# start of SOURCE PASSAGE
There are some strange happenings in Big Ten hockey this season, happenings that don’t appear to bode well for the league in the NCAA tournament.
While three B1G teams are in the top 16 of the PairWise Rankings, only Michigan is in the top 10. Penn State has dropped to No. 15 and Minnesota has risen to a tie for No. 16, but we know that those bubble positions mean very little come tournament time, given the upsets that may occur and the awarding of six separate autobids for conference playoff championships.
Last season, the Big Ten had one representative in the NCAA tournament, Minnesota, and the Golden Gophers folded in their first game to Minnesota-Duluth 4-1. Last season, the Big Ten was perceived as having a down year.
So what’s going on in 2015-16? Some interesting scores, for one.
“More so than other years for sure,” Wisconsin’s Mike Eaves said in his news conference this week. “You don’t know if that’s a reflection on goaltending, play away from the puck, offensive people that we have in the league now, but … there’s been a lot of high scores.”
How high? In the past two weeks — 12 conference games in six conference series — Big Ten teams have scored 90 goals for a league average of 7.5 goals per game. Let’s compare that with three leagues that clearly have an edge on the Big Ten: Hockey East, the NCHC and ECAC Hockey.
Just this past weekend (Jan. 15-16), Hockey East played its first full weekend of conference-only action. There were 65 goals scored in those dozen games for an average of 5.42.
In NCHC conference-only play in the past two weeks — since Jan. 8 — NCHC teams scored 60 goals in 12 games for an average of 5.0, and in that same span in league ECAC teams scored 66 goals in a dozen conference games for 5.5 goals per game on average.
There are some leagues around the country that are paying at least adequate attention to defense. An argument can be made that the Big Ten isn’t among them.
The Big Ten team with the best scoring defense nationally is Penn State, which gives up on average 2.59 goals per game and ranks No. 21. After that, it’s No. 31 Minnesota (2.81), No. 43 Michigan (3.10), No. 47 Ohio State (3.30), No. 49 Wisconsin (3.35), and finally No. 56 Michigan State (3.62).
Some of this can be traced to goaltending, which is middling at best — for the most part — throughout the league. Eight goaltenders have played at least 33 percent of their teams’ minutes in the Big Ten this season, and the lot of them has a combined overall save percentage of .907. There are two with significantly better save percentages — Penn State’s Eamon McAdam (.932) and Ohio State’s Christian Frey (.925) — but each splits time in net with another goalie, and Frey is injured.
# end of SOURCE PASSAGE
STATED PROBLEM 1: In the Big Ten hockey article, what was the league's average goals per game across its conference games in the past two weeks?
# start of GIVEN DATA
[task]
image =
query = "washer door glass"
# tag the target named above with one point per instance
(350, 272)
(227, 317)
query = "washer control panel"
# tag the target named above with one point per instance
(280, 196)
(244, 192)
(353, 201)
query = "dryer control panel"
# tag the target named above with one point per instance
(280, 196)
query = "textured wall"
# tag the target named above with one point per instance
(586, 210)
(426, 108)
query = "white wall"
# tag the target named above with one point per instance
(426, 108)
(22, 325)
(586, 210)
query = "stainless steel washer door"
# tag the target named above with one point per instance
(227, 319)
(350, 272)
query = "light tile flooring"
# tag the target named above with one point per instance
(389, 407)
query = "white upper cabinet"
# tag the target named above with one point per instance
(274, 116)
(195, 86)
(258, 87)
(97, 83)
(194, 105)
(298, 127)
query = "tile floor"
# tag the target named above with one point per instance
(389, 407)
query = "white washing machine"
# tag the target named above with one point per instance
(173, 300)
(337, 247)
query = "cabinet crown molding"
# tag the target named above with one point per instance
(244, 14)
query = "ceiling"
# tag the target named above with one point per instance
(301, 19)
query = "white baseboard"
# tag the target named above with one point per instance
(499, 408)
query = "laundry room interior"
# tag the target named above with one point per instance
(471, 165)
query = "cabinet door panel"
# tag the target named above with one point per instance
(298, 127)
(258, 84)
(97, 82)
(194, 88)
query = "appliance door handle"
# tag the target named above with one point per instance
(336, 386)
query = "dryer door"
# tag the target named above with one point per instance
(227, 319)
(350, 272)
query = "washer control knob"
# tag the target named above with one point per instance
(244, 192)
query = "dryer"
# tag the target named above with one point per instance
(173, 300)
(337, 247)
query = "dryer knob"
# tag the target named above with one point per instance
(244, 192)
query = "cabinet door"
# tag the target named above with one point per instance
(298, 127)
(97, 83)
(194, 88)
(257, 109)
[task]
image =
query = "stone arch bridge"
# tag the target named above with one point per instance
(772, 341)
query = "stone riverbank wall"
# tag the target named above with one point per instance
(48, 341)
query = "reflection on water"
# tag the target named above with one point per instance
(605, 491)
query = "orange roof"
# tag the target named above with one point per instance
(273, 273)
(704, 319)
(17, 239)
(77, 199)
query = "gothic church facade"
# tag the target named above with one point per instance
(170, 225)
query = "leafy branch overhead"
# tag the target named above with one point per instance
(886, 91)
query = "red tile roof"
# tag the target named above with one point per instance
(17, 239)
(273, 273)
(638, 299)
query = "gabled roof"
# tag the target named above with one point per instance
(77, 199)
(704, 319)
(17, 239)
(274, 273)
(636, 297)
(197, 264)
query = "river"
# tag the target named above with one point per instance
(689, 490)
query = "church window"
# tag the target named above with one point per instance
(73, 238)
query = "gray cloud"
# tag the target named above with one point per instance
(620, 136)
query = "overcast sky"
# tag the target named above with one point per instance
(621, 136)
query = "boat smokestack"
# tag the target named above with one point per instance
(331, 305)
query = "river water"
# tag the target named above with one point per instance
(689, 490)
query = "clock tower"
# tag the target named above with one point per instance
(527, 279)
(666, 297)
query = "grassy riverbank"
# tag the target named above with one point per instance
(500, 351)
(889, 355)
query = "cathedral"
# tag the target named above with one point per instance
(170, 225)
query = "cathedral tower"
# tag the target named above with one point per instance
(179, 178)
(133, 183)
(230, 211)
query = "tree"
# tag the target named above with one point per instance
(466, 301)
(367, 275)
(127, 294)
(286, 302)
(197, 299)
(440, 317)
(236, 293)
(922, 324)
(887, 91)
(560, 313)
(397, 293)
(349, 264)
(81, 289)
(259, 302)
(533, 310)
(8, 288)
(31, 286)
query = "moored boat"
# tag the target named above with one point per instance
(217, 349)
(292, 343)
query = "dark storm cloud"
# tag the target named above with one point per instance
# end of GIVEN DATA
STATED PROBLEM 2: Count the lines of the records that contain the string "knob" and give only that number.

FINISHED ANSWER 1: 7.5 goals per game.

FINISHED ANSWER 2: 2